Excerpt —
================================
Washington, DCThe driver of a Hyundai Elantra who suffered a partially-severed ear from a piece of metal allegedly stemming from the deployment of the vehicle airbag, has retained a lawyer for a possible airbag lawsuit, according to CNN (5/16/12). While the driver has not been identified, CNN reported the accident happened in Texas. The airbag failure is being investigated by the National Highway Traffic Safety Administration (NHTSA).
The incident appears to be associated with a side curtain airbag, a safety feature which is becoming increasingly available as standard equipment in even lower-priced vehicles as manufacturers pack their respective vehicles with front-deploy airbags, side airbags and curtain airbags in a quest to gain market share in an increasingly competitive industry dominated with buyers seeking the safest vehicles possible, at a competitive price.
According to CNN, the driver was injured April 7 of this year when, as the result of an accident, an airbag deployed and he suffered a severe laceration to his left ear. The driver, who claims in his complaint that the airbag did not deploy properly, noted that a piece of metal released in concert with the airbag deployment "sliced my ear in half…could have been [my] neck."
Curtain airbags are designed to protect the driver's head from shattered glass and other debris from an impact, together with cushioning what might otherwise be blunt-force trauma to the head from a aside impact collision. The owner of the Hyundai Elantra in question noted he has extensive photographs of the car both inside and out, images he has reportedly supplied to the NHTSA.
The agency, for its part, noted the photographs it has in its possession reveals "a metal component protruding from the left edge of the headliner above the driver's seat," that appears to have been the cause of the severe laceration to the man's left ear.
The 2012 Elantra model was recently afforded five stars by the very same NHTSA—the highest safety rating possible—for side impact collisions.
Airbag injuries sometimes occur when the occupant is sitting too close to the steering wheel, is wearing glasses, or the airbag deploys with such velocity that an injury occurs in combination with where the occupant happens to be sitting.
Sometimes, defective airbags will cause injury by simply not deploying in the first place. Such an airbag failure has also served as the basis for airbag lawsuits.
================================
Data for analysis —

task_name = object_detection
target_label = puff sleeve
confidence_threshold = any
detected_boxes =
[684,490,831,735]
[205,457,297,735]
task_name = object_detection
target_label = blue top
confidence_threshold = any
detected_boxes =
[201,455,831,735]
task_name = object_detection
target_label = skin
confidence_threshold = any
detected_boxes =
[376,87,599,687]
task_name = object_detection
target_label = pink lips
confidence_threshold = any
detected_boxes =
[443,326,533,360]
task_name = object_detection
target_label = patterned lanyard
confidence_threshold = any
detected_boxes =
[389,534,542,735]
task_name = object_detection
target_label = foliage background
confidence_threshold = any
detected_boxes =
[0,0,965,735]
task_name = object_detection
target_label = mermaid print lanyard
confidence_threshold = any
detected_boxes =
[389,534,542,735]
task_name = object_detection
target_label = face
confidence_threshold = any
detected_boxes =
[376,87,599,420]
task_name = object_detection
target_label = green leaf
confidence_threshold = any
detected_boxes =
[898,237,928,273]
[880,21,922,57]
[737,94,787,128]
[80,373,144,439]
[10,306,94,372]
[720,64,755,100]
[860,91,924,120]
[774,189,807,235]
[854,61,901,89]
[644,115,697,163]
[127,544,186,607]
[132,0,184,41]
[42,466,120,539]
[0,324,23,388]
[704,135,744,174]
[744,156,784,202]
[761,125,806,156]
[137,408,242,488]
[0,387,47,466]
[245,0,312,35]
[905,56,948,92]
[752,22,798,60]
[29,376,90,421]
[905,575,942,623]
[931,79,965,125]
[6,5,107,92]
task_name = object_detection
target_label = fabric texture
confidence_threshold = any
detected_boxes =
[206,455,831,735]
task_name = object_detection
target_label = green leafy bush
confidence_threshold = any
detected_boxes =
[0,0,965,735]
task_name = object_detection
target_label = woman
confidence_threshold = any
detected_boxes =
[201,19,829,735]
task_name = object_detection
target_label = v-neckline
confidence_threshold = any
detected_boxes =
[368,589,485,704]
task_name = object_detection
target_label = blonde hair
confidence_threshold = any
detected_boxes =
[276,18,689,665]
================================
What is being asked — Carry on the article about the Hyundai Elantra airbag injury, picking up after its last sentence. These records were drawn from a separate source and are unrelated to the text.

Expected answer —
When airbags were first introduced decades ago, they deployed with such velocity that facial injuries were a frequent byproduct—and there were even some deaths. A child or small adult, sitting too close, could be facing a potentially fatal event.
When an airbag recall ensued, manufacturers decelerated airbags, and installed features whereby a passenger side frontal airbag would not deploy if the passenger sitting in the seat was below a certain weight criteria. Sensors in the seat would log, and identify weight parameters.
It should be noted that in October, Hyundai initiated two airbag recalls. Those recalls did not involve the Elantra.
Today, drivers and their passengers are increasingly sitting in an environment where they are surrounded by airbag technology—side airbags, curtain airbags and so forth. The deployment of an airbag is tied to sensors throughout the vehicle that detect an impact, and for the most part they work well.
However, sometimes the sensors will fail and an airbag will not deploy in an accident, causing airbag injuries. Conversely, defective airbags will sometimes deploy with minimal impact, causing airbag injuries far worse than the collision might have initially wrought.
While cars with side airbags are popular amongst that segment of the market seeking the most collision protection possible, health advocates are nonetheless wary of the potentially explosive force virtually surrounding every occupant riding in a modern car.
Side airbags and children are equally worrisome—especially if sensors designed to control their deployment fail. And the same explosive force that deploys the airbag might conceivably dislodge some other component not designed to deploy, such as sharp plastic or even metal. The latter is the basis for the NHTSA investigation.